R/BFicc.R

Defines functions Helmert MargLikeICC_Hq int_lhood BF.lmerMod

### Joris Mulder 2019. Bayes factor testing of multiple random intercept models
### via multiple lmer-objects based on Mulder & Fox (2013, 2019).
### with extension to unbalanced data

#' @importFrom stats rgamma rnorm rbeta dbeta runif
#' @importFrom lme4 getME VarCorr
#' @method BF lmerMod
#' @export
BF.lmerMod <- function(x,
                           hypothesis = NULL,
                           prior.hyp = NULL,
                           complement = TRUE,
                           ...){

  numcat <- length(x@cnms)
  namescat <- unlist(lapply(1:numcat,function(ca){
    x@cnms[[ca]]
  }))

########################################

**Work order A**
Duplicate the BFicc.R source listing, everything from "### with extension" down to "numcat <- length(x@cnms)".
**Work order B**
In the BFicc.R source, which two functions are imported from lme4?

########################################

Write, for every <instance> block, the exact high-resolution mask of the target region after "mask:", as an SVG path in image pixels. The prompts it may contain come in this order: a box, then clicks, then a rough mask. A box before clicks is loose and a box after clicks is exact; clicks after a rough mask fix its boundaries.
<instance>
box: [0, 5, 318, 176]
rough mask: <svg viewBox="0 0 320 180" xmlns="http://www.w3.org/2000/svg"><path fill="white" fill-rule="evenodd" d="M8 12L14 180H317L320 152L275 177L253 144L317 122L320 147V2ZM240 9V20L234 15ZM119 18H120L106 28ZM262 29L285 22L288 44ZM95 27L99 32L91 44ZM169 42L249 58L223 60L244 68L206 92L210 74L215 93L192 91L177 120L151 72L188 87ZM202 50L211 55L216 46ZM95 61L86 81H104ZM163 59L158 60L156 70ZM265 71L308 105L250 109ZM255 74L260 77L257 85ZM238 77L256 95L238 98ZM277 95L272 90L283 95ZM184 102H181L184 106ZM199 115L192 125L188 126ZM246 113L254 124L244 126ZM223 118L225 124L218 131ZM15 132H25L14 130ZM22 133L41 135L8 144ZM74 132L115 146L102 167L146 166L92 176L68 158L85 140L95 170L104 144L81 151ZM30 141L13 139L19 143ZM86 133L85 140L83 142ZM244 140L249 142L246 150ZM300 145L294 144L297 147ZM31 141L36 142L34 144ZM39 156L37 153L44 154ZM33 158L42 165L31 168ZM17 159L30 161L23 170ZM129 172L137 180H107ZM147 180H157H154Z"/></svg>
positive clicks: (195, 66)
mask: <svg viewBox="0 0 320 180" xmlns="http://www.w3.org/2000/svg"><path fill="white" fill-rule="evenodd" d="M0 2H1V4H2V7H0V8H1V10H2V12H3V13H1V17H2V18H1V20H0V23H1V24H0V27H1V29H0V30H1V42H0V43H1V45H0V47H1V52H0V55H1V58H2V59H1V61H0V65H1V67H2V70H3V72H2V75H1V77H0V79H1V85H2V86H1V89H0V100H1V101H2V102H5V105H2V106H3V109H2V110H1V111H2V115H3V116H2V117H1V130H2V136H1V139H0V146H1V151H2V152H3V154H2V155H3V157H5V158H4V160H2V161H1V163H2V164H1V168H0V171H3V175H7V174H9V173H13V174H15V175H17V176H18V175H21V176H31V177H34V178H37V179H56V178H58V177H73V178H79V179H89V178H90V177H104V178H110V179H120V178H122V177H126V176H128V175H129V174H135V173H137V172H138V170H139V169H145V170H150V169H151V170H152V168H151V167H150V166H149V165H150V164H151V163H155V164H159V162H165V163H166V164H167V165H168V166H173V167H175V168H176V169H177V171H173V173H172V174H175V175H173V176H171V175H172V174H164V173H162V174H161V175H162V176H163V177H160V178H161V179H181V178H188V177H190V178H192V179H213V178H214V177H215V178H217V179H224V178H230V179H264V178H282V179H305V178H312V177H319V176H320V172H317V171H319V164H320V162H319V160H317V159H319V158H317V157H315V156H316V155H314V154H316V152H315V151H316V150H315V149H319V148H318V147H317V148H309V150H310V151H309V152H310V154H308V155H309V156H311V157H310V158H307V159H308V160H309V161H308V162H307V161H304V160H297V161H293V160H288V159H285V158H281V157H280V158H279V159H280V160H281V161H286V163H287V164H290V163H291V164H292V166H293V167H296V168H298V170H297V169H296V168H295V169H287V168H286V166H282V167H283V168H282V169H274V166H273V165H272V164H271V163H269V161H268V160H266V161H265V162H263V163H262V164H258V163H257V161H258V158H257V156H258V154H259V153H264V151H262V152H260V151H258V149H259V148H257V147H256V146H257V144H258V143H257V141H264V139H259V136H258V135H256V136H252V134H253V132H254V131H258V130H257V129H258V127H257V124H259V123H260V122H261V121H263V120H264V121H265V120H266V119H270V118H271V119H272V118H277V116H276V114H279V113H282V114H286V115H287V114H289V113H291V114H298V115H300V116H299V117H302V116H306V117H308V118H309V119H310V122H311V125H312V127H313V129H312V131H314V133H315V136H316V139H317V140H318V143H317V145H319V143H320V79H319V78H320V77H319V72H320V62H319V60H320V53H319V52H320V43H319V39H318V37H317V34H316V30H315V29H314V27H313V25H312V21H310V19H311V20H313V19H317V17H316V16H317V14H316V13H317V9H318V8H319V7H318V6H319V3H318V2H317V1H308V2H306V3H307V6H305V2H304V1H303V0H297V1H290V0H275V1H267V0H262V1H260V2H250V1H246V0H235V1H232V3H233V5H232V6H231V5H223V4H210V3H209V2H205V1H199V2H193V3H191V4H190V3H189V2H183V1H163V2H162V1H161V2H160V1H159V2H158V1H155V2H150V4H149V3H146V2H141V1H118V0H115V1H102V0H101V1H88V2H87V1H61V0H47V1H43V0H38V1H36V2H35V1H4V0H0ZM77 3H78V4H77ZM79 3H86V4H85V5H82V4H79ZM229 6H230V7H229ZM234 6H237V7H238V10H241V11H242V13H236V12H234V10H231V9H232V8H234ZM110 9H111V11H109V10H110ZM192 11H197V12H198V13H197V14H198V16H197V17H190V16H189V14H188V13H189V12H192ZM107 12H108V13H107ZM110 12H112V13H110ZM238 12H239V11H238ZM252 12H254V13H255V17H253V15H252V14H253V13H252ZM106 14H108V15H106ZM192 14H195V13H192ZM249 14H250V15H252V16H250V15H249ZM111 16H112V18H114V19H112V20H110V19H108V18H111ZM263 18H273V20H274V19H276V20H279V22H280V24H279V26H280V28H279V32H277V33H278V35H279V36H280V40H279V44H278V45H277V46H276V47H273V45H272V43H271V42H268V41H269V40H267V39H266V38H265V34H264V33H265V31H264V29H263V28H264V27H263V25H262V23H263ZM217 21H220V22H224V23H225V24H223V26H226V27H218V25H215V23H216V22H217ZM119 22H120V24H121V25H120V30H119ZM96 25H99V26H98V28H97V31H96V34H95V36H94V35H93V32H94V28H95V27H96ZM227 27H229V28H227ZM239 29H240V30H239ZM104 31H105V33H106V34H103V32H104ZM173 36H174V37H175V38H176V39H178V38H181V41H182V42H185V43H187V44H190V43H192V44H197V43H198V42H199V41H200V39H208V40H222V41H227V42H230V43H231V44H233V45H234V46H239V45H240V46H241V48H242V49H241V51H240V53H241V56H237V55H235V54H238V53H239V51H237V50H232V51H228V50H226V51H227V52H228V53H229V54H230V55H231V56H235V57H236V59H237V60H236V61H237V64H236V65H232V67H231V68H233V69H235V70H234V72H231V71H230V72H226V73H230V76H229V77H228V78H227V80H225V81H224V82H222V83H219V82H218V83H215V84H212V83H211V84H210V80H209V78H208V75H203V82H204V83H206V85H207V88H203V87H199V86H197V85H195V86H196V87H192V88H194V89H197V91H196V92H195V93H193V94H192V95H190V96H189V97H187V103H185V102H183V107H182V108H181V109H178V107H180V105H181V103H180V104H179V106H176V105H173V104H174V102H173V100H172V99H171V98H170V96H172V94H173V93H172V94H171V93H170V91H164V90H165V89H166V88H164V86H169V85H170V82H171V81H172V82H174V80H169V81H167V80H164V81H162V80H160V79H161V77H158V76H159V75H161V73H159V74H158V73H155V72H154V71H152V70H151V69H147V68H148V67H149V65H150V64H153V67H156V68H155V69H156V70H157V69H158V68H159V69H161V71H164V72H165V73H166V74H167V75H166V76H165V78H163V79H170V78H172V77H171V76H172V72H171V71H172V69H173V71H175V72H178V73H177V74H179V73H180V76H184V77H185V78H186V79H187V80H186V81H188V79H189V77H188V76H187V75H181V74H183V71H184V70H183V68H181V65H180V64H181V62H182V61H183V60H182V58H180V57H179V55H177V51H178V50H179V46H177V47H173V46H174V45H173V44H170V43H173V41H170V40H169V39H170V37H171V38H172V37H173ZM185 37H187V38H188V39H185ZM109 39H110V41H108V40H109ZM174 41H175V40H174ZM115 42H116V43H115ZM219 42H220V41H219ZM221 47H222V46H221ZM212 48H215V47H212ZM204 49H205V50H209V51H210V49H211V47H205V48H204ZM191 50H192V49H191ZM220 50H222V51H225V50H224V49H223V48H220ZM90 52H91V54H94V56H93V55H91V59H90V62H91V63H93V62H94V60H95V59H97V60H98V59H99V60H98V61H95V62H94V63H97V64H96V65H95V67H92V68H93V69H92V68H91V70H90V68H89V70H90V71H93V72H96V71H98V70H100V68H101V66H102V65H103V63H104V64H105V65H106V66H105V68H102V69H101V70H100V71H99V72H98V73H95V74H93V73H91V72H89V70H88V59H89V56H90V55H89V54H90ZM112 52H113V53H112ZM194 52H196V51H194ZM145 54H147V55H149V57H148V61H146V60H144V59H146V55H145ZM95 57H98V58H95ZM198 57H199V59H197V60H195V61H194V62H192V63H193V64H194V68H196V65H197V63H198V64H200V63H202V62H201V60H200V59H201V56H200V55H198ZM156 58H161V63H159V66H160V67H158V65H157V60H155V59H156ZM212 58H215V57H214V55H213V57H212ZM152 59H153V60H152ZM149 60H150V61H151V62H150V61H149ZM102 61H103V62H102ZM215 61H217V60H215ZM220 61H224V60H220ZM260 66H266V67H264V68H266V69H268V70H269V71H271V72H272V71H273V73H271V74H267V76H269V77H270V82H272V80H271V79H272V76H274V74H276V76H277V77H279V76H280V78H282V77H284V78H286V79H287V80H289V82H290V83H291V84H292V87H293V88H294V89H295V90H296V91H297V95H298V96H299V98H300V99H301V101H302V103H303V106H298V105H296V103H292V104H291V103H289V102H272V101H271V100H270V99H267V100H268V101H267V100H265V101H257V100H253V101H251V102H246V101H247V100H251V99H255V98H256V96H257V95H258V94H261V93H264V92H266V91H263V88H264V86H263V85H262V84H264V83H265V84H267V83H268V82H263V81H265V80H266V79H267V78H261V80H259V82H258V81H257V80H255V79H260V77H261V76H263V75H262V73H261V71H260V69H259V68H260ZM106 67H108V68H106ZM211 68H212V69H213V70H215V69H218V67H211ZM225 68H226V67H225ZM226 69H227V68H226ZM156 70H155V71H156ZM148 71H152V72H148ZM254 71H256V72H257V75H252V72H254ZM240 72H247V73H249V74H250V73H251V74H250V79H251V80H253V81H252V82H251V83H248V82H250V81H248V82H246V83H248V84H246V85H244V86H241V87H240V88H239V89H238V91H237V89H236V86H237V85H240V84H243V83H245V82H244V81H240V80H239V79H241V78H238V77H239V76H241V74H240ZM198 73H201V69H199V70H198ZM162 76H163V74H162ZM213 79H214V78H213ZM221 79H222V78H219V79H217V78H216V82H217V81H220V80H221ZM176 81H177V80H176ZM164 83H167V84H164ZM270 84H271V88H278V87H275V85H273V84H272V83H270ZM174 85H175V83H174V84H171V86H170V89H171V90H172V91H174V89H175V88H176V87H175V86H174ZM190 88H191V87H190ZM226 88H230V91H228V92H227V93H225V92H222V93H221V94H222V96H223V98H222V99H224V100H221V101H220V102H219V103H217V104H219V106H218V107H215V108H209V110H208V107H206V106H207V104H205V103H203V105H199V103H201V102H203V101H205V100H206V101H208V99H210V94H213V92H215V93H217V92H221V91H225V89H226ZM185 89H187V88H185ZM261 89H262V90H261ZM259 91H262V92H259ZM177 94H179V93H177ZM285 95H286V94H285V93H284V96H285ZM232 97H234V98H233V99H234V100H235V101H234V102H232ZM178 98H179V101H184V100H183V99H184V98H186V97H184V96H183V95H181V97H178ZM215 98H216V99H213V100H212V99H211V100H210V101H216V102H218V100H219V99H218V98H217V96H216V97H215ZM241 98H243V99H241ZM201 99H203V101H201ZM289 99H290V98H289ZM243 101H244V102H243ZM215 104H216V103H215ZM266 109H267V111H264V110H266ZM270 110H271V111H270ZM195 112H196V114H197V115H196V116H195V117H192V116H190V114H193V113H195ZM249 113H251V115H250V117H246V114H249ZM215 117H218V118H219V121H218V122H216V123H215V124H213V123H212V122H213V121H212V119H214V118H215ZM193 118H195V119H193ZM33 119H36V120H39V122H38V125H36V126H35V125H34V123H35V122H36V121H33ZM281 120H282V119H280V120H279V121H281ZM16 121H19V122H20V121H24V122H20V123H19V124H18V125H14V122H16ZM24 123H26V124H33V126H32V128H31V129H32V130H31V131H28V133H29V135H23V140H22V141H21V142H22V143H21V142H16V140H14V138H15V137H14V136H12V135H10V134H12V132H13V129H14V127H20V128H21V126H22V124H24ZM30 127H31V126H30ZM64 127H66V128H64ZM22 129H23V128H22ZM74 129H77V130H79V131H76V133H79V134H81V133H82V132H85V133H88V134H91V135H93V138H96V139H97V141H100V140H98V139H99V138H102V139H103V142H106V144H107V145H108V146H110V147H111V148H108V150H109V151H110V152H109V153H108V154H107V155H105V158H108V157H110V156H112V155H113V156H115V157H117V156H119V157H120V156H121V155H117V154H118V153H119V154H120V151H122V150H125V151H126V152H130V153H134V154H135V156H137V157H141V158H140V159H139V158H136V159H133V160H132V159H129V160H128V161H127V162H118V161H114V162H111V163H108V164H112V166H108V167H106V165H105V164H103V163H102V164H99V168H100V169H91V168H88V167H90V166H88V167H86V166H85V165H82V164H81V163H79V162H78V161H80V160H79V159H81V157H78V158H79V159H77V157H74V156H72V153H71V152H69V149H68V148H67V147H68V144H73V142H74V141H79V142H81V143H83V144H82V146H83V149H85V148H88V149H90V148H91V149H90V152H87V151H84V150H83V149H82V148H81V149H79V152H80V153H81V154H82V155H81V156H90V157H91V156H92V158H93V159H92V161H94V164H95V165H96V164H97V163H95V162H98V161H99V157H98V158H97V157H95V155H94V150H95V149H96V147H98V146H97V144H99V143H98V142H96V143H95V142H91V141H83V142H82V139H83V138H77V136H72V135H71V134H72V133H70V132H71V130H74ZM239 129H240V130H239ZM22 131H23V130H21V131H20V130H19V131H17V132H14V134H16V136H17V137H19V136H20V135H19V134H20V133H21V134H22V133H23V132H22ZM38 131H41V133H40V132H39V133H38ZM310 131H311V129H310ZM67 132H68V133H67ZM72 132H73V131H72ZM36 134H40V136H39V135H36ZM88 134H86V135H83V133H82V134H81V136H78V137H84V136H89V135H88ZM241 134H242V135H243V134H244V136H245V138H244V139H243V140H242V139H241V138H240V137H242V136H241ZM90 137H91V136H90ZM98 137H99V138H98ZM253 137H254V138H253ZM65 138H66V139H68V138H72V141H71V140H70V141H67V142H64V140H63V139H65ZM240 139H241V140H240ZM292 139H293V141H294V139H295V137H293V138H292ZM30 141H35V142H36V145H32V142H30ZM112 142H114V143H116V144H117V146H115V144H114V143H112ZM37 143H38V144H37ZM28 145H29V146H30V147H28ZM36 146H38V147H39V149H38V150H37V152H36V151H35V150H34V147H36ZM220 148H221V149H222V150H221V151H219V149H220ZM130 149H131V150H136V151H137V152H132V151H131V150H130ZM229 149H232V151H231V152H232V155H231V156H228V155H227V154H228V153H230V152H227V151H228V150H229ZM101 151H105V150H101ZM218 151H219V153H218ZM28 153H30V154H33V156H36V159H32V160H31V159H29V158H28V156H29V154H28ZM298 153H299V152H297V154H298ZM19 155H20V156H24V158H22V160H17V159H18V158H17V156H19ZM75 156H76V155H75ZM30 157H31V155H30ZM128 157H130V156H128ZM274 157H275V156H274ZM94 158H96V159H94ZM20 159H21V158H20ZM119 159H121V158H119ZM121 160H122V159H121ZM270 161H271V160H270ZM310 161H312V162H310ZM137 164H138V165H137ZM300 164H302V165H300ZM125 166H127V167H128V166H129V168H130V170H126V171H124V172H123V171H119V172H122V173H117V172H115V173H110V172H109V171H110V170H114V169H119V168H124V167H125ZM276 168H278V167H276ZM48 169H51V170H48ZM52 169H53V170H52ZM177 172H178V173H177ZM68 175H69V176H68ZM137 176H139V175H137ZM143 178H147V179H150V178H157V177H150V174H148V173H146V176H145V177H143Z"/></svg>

########################################

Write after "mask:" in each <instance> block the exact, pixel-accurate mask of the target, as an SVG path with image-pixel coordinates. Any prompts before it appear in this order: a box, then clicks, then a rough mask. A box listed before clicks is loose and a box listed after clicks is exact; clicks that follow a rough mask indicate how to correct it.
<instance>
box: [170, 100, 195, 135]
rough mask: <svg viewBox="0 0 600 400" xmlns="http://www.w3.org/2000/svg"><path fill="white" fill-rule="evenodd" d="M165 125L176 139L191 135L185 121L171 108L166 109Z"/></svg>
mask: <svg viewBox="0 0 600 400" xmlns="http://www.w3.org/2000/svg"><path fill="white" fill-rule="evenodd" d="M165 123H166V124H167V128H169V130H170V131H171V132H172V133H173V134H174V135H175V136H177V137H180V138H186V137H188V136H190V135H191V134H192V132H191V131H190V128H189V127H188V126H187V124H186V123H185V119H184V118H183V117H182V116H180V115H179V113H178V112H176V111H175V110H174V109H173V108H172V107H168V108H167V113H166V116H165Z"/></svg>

########################################

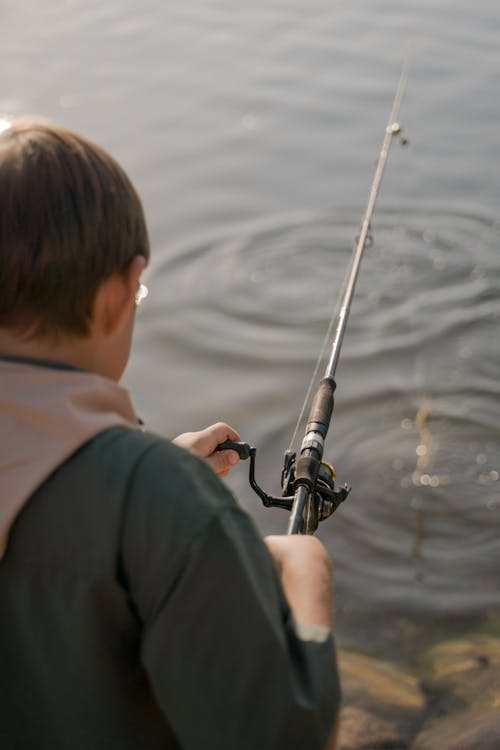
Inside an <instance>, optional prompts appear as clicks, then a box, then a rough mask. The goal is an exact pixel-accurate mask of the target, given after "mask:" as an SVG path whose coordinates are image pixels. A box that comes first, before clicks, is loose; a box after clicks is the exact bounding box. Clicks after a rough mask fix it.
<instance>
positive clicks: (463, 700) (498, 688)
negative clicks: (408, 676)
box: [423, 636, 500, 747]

########################################

**Task result A**
### with extension to unbalanced data

#' @importFrom stats rgamma rnorm rbeta dbeta runif
#' @importFrom lme4 getME VarCorr
#' @method BF lmerMod
#' @export
BF.lmerMod <- function(x,
                           hypothesis = NULL,
                           prior.hyp = NULL,
                           complement = TRUE,
                           ...){

  numcat <- length(x@cnms)

**Task result B**
getME and VarCorr